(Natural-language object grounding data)
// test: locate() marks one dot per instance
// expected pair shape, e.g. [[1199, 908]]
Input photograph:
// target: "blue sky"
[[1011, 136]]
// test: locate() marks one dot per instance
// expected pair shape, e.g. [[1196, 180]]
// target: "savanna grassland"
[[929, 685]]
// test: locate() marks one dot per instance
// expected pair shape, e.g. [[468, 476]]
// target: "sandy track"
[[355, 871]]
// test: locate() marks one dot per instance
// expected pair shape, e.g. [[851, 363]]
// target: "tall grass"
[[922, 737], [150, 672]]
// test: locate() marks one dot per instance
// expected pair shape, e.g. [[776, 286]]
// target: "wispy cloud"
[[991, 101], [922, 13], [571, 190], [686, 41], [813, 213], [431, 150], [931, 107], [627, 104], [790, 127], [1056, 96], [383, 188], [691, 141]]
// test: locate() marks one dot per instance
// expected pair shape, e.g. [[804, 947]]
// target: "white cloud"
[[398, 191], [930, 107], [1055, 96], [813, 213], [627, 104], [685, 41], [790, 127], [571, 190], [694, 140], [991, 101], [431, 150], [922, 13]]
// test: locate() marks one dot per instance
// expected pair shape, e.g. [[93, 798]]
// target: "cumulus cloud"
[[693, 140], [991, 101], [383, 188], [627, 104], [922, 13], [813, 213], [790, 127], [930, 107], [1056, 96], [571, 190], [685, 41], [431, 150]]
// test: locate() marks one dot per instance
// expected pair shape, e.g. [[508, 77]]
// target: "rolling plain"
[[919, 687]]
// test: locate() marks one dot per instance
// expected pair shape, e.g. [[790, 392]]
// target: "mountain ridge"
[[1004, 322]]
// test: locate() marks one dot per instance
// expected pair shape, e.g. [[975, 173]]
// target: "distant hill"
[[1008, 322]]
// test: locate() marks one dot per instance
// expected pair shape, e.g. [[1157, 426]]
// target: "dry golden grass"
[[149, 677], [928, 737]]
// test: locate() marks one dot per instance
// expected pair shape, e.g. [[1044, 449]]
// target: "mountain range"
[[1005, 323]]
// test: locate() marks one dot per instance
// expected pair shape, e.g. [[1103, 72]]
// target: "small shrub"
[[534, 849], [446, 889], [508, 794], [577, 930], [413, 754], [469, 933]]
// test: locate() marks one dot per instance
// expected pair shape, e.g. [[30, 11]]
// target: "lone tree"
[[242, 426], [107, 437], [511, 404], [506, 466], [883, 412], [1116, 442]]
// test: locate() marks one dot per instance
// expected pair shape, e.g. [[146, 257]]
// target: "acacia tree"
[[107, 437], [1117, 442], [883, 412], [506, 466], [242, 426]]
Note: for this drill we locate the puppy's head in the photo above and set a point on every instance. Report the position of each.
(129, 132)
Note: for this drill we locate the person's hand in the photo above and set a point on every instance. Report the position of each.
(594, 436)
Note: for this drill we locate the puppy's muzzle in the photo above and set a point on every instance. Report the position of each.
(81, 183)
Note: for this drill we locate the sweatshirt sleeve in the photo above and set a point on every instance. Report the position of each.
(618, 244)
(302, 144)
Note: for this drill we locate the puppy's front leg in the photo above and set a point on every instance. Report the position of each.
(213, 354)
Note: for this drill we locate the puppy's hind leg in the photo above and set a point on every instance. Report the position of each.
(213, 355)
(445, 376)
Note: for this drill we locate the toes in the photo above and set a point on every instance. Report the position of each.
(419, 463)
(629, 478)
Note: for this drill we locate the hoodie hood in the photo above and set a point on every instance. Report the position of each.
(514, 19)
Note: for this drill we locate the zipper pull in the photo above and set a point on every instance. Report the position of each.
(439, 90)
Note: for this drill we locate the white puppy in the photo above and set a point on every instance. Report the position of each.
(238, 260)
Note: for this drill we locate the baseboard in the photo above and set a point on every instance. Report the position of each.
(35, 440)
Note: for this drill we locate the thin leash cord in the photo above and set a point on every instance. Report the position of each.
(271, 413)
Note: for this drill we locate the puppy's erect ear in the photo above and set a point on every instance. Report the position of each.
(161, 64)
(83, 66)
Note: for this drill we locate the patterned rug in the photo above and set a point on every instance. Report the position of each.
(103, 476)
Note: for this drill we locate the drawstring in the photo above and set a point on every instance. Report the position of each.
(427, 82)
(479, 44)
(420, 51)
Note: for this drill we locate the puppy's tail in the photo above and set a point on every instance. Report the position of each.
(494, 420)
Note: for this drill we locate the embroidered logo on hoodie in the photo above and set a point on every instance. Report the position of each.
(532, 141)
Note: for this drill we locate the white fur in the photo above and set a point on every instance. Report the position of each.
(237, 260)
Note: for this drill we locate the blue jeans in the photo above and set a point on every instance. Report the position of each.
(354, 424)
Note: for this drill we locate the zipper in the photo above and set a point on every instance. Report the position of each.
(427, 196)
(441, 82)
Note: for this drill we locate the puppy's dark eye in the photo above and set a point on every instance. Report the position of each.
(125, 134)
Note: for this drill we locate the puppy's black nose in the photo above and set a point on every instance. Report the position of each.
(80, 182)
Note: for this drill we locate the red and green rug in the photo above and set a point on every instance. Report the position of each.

WHAT TO DO: The answer should be nothing more than the lines from the one with "Note: for this drill we locate the puppy's erect" through the end of the entries, restated word for word.

REPLY:
Note: for this drill we locate the puppy's erect ear in the photo above and set a point on every instance. Report the position of each.
(161, 64)
(83, 66)
Note: for this drill we locate the patterned rug in the photo above and set a point on every instance. Report the position of each.
(103, 476)
Note: for this drill we locate the drawstring in the photo above and set a point on every instance. Report the position of each.
(427, 82)
(479, 44)
(420, 51)
Note: for this drill we locate the puppy's tail in the photo above and set a point on every instance. Report the position of each.
(494, 420)
Note: for this drill we locate the embroidered logo on hoodie in the photo above and set a point on every instance. Report the position of each.
(532, 141)
Note: for this drill we locate the white fur in the photo above and set a point on every instance. Report the position of each.
(237, 260)
Note: for this drill we locate the blue jeans in the photo above and set a point on every instance. Report the position of each.
(354, 424)
Note: for this drill we locate the zipper in the photo above and set a point on every instance. Report the position of each.
(427, 196)
(441, 82)
Note: for this drill we locate the puppy's dark eye in the photo above and set a point on every instance. Report the position of each.
(125, 134)
Note: for this drill we locate the puppy's black nose in the photo above and set a point on every instance. Report the position of each.
(80, 182)
Note: for this drill we locate the red and green rug in the photo above and set a point on every instance. Report the position of each.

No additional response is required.